---------- SELECTED EXCERPT ----------

As mentioned, hyphenated words are also excluded from the FULLTEXT index (they are indexed as separate words), so the following also returns nothing:
mysql> SELECT * FROM fulltext_sample WHERE MATCH(copy) AGAINST('all-out');
Empty set (0.00 sec)
Unfortunately, both words are less than the required 4 letters, so they don't appear on their own either, and cannot be found at all with an ordinary search. Part 2 of this tutorial looks at BOOLEAN MODE searches when you can search for partial or hyphenated words.
You can also search for more than one word at a time, by separating the words with commas. Try and return records containing the words 'here' and 'appears', as follows:
mysql> SELECT * FROM fulltext_sample WHERE MATCH(copy) AGAINST('here');
Empty set (0.01 sec)
Unexpectedly this returns nothing. But, a more careful look at the stopword list shows this word is listed, so they are excluded from the index. Stopwords are a common cause of people complaining that the MySQL FULLTEXT index facility is not working properly. If your query does return a result, then the stopword list in your version of MySQL does not contain the word 'here'.
Relevance
The following example shows how the records are returned in order of precedence:
mysql> SELECT * FROM fulltext_sample WHERE MATCH(copy) AGAINST('good,alert');
+---------------------------+
| copy |
+---------------------------+
| A good alert |
| It appears good from here |
| An all-out alert |
+---------------------------+
The record 'A good alert' appears first, as it contains both words being searched for. You don't have to believe me - just ask MySQL to display the precedence in the results. Simply repeat the MATCH() function in the field list, as follows:
mysql> SELECT copy,MATCH(copy) AGAINST('good,alert') AS relevance
FROM fulltext_sample WHERE MATCH(copy) AGAINST('good,alert');
+---------------------------+------------------+
| copy | relevance |
+---------------------------+------------------+
| A good alert | 1.3551264824316 |
| An all-out alert | 0.68526663197496 |
| It appears good from hear | 0.67003110026735 |
+---------------------------+------------------+
The relevance calculation is fairly complex and is based upon the number of words in the index, the number of unique words in that row, the total number of words in both the index and the result, as well as the weight of the word (for the average English sentence, the word 'cool' will be weighted less, and therefore have a lower relevance, than the word 'dandy', though trends can change!). The figures may differ in your version of MySQL, as MySQL does occasionally tweak the calculation algorithms.
While the standard FULLTEXT search is fairly useful and sufficient for many, MySQL 4 takes it much further. Part 2 of this article looks at BOOLEAN FULLTEXT searches, which offer a lot more functionality.
Part 1 of this article looked at the fulltext index, and how to search on it using an ordinary MATCH() AGAINST(). Even more powerful, (although only available on the newer MySQL version 4), is the ability to do a boolean search. Part 2 of this article examines the possibilities.
You'll use the same table you used in Part 1. The full list of records is:
mysql> SELECT * FROM fulltext_sample;
+---------------------------+
| copy |
+---------------------------+
| It appears good from here |
| The here and the past |
| Why are we here |
| An all-out alert |
| All you need is love |
| A good alert |
+---------------------------+
To perform a boolean search, the IN BOOLEAN MODE modifier is used. The following query demonstrates the new syntax.

---------- PROVIDED RECORDS ----------

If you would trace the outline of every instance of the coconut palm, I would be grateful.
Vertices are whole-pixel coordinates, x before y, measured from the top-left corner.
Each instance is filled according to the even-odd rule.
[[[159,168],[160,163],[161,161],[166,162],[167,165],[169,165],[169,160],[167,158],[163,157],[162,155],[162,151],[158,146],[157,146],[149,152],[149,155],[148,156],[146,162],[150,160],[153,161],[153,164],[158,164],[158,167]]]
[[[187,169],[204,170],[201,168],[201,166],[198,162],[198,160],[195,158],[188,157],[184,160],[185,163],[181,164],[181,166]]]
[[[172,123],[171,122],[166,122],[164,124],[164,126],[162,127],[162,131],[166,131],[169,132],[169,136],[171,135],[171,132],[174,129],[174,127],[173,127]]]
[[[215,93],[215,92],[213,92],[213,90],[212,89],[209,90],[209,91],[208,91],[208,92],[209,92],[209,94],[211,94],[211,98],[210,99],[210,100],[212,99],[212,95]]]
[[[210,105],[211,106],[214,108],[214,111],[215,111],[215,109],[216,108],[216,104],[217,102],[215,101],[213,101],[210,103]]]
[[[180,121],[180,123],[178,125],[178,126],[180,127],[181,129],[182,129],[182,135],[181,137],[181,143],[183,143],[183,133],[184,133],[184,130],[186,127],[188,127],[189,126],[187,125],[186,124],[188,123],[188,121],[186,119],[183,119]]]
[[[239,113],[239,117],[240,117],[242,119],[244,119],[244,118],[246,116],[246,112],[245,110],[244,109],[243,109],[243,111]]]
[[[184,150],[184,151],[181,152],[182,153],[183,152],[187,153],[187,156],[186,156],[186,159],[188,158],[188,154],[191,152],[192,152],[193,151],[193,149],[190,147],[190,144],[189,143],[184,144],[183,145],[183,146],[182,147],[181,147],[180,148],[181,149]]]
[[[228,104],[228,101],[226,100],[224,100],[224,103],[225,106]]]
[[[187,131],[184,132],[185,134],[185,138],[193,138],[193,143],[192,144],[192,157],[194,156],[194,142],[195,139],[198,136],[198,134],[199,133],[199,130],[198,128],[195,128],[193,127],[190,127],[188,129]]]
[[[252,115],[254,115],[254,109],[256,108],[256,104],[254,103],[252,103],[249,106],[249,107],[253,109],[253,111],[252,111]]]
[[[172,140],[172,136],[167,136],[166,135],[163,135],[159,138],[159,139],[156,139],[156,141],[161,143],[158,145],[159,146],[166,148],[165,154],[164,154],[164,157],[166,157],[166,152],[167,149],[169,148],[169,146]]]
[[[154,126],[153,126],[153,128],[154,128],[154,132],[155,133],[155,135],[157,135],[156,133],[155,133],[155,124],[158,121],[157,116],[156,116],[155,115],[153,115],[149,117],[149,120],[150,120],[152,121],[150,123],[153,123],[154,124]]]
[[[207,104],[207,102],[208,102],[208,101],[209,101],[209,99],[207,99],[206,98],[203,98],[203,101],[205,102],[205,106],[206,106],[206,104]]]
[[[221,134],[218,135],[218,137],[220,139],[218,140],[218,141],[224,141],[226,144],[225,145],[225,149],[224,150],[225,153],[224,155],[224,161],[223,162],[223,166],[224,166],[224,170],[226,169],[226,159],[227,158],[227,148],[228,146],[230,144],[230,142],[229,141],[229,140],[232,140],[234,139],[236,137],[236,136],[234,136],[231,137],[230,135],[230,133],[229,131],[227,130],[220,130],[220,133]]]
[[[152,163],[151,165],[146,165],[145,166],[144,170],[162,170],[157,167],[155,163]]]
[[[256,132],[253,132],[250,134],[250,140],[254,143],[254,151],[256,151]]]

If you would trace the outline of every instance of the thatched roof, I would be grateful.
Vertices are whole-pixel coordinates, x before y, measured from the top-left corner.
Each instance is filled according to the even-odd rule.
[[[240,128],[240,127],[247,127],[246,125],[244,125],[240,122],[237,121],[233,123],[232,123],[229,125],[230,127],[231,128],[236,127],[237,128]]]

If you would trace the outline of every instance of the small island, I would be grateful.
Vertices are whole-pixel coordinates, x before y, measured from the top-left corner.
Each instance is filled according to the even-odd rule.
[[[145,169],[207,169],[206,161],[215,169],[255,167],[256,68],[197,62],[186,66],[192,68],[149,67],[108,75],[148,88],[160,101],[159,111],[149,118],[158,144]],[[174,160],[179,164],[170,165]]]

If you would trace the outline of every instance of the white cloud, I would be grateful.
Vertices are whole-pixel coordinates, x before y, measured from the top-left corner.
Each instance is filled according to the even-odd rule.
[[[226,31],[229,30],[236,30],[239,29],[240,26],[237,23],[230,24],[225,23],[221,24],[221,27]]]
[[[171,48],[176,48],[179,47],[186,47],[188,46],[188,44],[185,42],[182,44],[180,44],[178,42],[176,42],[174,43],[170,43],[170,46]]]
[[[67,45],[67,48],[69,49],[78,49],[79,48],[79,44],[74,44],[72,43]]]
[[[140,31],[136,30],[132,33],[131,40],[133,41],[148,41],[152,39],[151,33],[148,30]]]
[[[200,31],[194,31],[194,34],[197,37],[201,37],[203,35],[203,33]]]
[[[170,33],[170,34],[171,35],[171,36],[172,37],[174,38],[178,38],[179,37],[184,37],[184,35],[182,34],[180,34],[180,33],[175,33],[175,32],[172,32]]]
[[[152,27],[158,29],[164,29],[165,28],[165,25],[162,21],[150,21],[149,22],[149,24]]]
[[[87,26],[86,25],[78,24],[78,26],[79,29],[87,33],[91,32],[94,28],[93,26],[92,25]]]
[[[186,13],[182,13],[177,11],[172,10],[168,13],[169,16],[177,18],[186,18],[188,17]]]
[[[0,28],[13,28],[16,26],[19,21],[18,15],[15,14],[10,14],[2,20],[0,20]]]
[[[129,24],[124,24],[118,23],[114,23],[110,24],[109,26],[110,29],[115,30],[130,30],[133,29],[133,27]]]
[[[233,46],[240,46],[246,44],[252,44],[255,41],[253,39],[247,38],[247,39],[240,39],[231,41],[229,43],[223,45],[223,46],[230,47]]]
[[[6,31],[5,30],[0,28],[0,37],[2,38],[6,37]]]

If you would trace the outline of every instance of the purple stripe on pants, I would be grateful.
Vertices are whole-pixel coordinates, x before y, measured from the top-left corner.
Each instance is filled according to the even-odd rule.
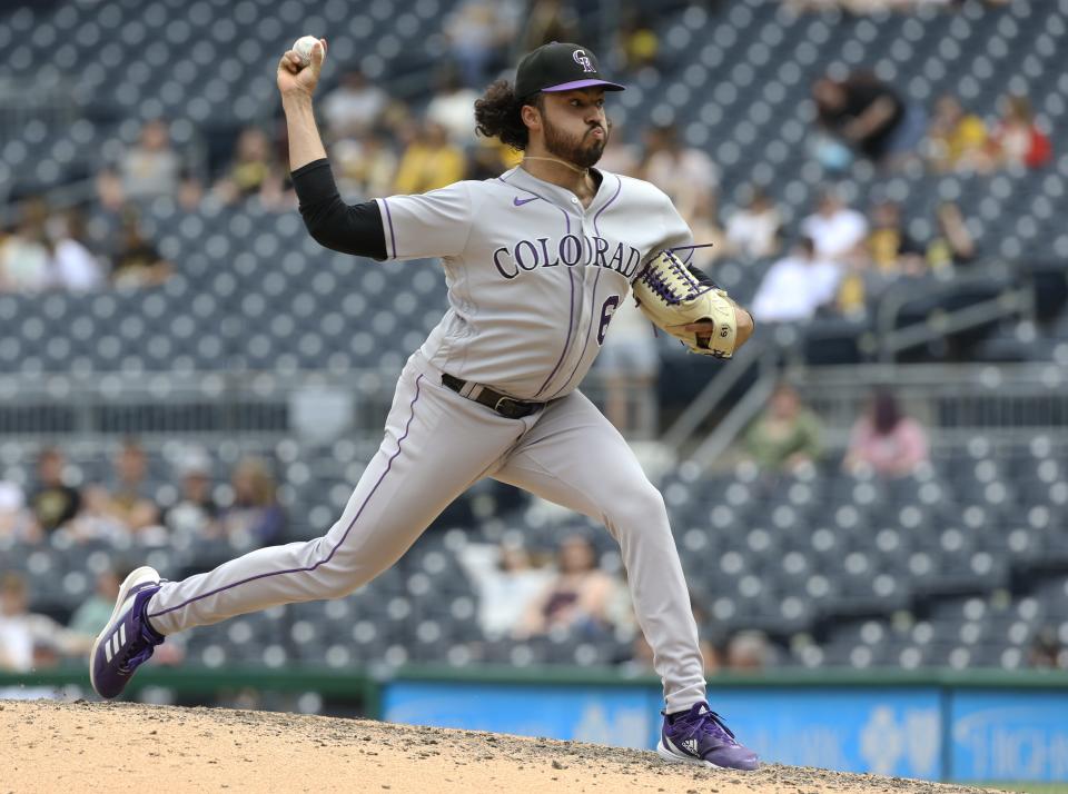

----------

_TASK SET_:
a - According to the MySQL full-text search excerpt, what is the relevance calculation based on? List each factor.
b - Turn the paragraph beginning "Unexpectedly this returns nothing" from the MySQL full-text search excerpt into a short bulleted list that keeps its main facts.

_SOLUTIONS PER TASK_:
a -
- The number of words in the index
- The number of unique words in that row
- The total number of words in both the index and the result
- The weight of the word

b -
- The search for 'here' unexpectedly returns nothing.
- The stopword list includes 'here', so it is excluded from the index.
- Stopwords are a common cause of complaints that the MySQL FULLTEXT index facility is not working properly.
- If the query does return a result, that version of MySQL's stopword list does not contain 'here'.